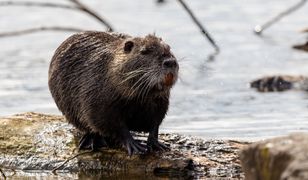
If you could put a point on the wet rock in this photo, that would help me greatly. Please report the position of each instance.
(33, 144)
(303, 47)
(283, 158)
(280, 83)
:::::
Please, without any pictures, retype the records exactly as they appear.

If you could put a point on the wet rock in this photo, that would help me greatly. Please report the position of each instance.
(33, 144)
(303, 47)
(283, 158)
(280, 83)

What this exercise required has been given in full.